▶ **Aim of the exercise**: Rewrite the stretch of items from the line containing "A point falls on each instance of the beige" through the end of the items, requests included. Offset each coordinate in the answers by adding 101 to it.

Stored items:

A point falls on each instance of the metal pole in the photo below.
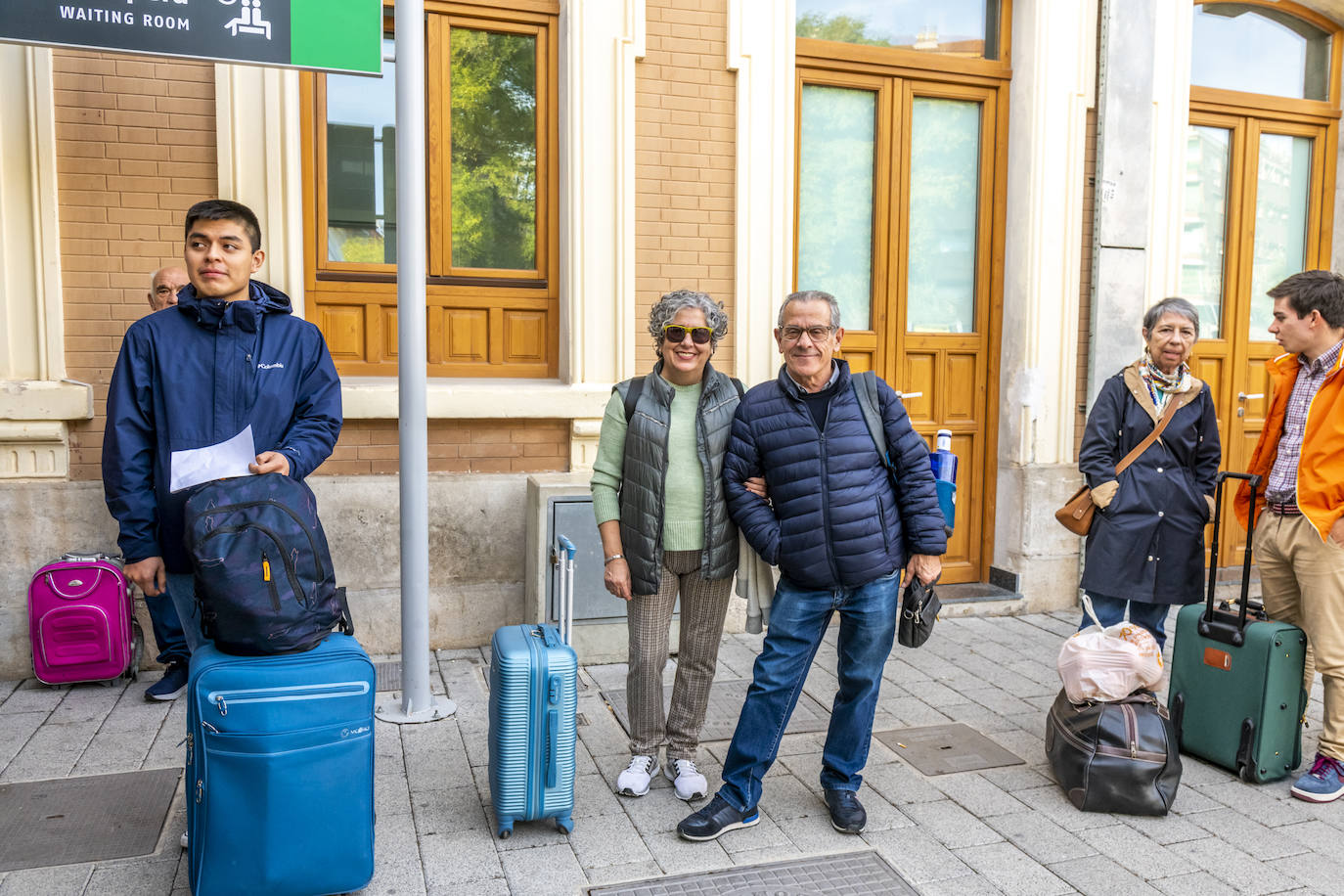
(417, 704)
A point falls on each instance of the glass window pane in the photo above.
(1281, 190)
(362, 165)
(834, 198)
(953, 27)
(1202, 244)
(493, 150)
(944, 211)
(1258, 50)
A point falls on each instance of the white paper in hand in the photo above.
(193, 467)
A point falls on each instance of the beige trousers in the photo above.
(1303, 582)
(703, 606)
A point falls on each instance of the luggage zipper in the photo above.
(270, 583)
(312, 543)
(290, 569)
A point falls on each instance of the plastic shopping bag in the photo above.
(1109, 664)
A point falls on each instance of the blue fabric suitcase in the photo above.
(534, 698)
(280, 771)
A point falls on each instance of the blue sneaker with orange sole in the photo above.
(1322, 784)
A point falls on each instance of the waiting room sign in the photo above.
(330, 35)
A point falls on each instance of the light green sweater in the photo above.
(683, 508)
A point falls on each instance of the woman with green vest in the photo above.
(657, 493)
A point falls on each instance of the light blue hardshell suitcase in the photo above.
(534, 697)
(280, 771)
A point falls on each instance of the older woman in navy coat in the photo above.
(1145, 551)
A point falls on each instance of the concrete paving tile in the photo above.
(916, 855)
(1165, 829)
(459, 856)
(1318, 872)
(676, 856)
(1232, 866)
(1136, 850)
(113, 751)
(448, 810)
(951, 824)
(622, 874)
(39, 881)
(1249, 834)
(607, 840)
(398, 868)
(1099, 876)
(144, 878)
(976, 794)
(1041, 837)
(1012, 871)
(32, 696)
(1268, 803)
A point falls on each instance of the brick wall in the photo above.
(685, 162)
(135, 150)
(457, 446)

▶ **Exercise answer**:
A point falls on each instance of the beige trousers in the photo above.
(1404, 683)
(804, 707)
A point falls on each instance of the luggage zipper in the photo above.
(371, 684)
(413, 644)
(391, 670)
A point falls on each instance of the plastic shopping bag in the photo above.
(1210, 765)
A point falls on each instance of the blue fabric suitcase in the photo above.
(635, 799)
(381, 872)
A point falls on each instance of the blue sneaker with orange sole in the photo above.
(1423, 885)
A point falls on each instance of the waiting room sign in the photo above.
(431, 136)
A point falls on each instance of the light green sweater in the photo above.
(784, 609)
A point falls on each instance of the woman with green vest in the photo above.
(758, 594)
A point falls on each instance of the light blue hardshell suitcase in the photo above.
(635, 798)
(381, 872)
A point falls on each instance of the older woman in navy coat in the photo above.
(1246, 652)
A point falls on each instance of the concrete paving tile in the photo above.
(1017, 956)
(1266, 930)
(560, 957)
(1419, 973)
(777, 957)
(1333, 967)
(1237, 951)
(214, 852)
(549, 911)
(1052, 925)
(723, 975)
(140, 982)
(1350, 935)
(708, 941)
(499, 969)
(1200, 977)
(245, 979)
(1077, 895)
(1142, 938)
(1113, 972)
(133, 797)
(1369, 904)
A point falls on each instance of the brick wall in the photo above.
(786, 263)
(236, 251)
(558, 547)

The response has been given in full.